Directive: Transcribe word for word the stretch of the passage on cross-cultural and cultural psychology from "In effect, Shweder" through "this new discipline.".

Selected excerpt:
━━━━━━━━━━━━━━━━━━━━
Among those interested in exploring the role of culture in mind a rather sharp and well articulated division of opinion has developed to respond to the dual facts that cross-cultural research is widely ignored and that its findings are difficult to interpret. Many cross-cultural psychologists believe that increased attention to problems of methodology will eventually lead to cross-cultural psychology's integration into the mainstream of psychological research (e.g. Segall et. al, 1990). From this perspective, the problem can be solved by rigorously applying known methods. In place of the all-too-prevalent one shot experiments, it is agreed, what is needed are multi-cultural comparisons that allow "unpackaging" culture as a variable so that firmer causal conclusions can be reached. The effort to "unpackage" culture leads the psychologist naturally into interdisciplinary work with anthropologists, sociologists, and linguists both as a source of methods for making the appropriate observations and as a source of theoretical ideas about how to handle the resulting complexities.
A second group believes that not only cross-cultural psychology, but the entire enterprise of scientific psychology from which it derives, is so deeply flawed at its foundation, that an entirely new discipline for the study of culture in mind must be formulated. This latter opinion is expressed forcefully by Richard Shweder , who writes that for the general psychologist
there is no theoretical benefit in learning more and more about the quagmire of appearances--the retarding effects of environment on the development of the central processing mechanism, the noise introduced by translation of differences in the understanding of the test situation or by cultural variations in the norms regulating the asking and the answering of questions (Shweder, 1990, p. 12).
Rather, if you are a general psychologist, you will want to transcend those appearances and reach for the imagined abstract forms and processes operating behind intrinsic crutches and restraints and distortions of this or that performance environment (Shweder, 1990, p. 11-12).
In effect, Shweder is asserting that the cross-cultural strategy for introducing culture into psychology is simply misguided. No amount of increased methodological sophistication can rescue the enterprise. In its place he proposes not a re-furbished new sub-discipline of psychology, but a new discipline, which he calls cultural psychology. Rather than seeking to understand the mind as a general processing device, Shweder argues, cultural psychology sees the mind as "content-driven, domain-specific, and constructively stimulus-bound; and it cannot be extricated from the historically variable and culturally diverse intentional worlds in which it plays a coconstitutive part." Shweder looks to interpretive branches of the social sciences and to the humanities for the methodological foundation of this new discipline.
As will become clear in the chapters to follow, I have a great deal of sympathy for Shweder's critique of general psychology and his attempt to formulate an alternative which places culture at its core, instead of its periphery. I am also convinced that in formulating an alternative way to think about culture in mind, it is important to integrate knowledge from all of the humane sciences, which, as I will show, are a part of Psychology's birthright.
However, I am not entirely clear on the shape that an alternative discipline would take. The reasons for my ambivalence will be made clearer as the presentation proceeds.
━━━━━━━━━━━━━━━━━━━━
Data block:
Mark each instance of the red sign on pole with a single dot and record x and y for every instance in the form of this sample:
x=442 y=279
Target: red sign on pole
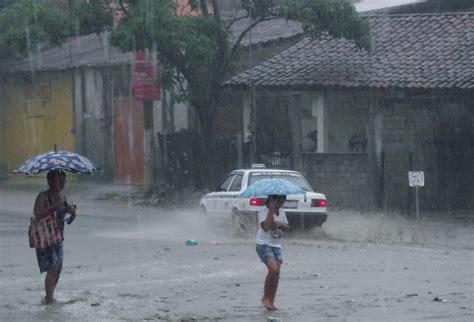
━━━━━━━━━━━━━━━━━━━━
Worked solution:
In effect, Shweder is asserting that the cross-cultural strategy for introducing culture into psychology is simply misguided. No amount of increased methodological sophistication can rescue the enterprise. In its place he proposes not a re-furbished new sub-discipline of psychology, but a new discipline, which he calls cultural psychology. Rather than seeking to understand the mind as a general processing device, Shweder argues, cultural psychology sees the mind as "content-driven, domain-specific, and constructively stimulus-bound; and it cannot be extricated from the historically variable and culturally diverse intentional worlds in which it plays a coconstitutive part." Shweder looks to interpretive branches of the social sciences and to the humanities for the methodological foundation of this new discipline.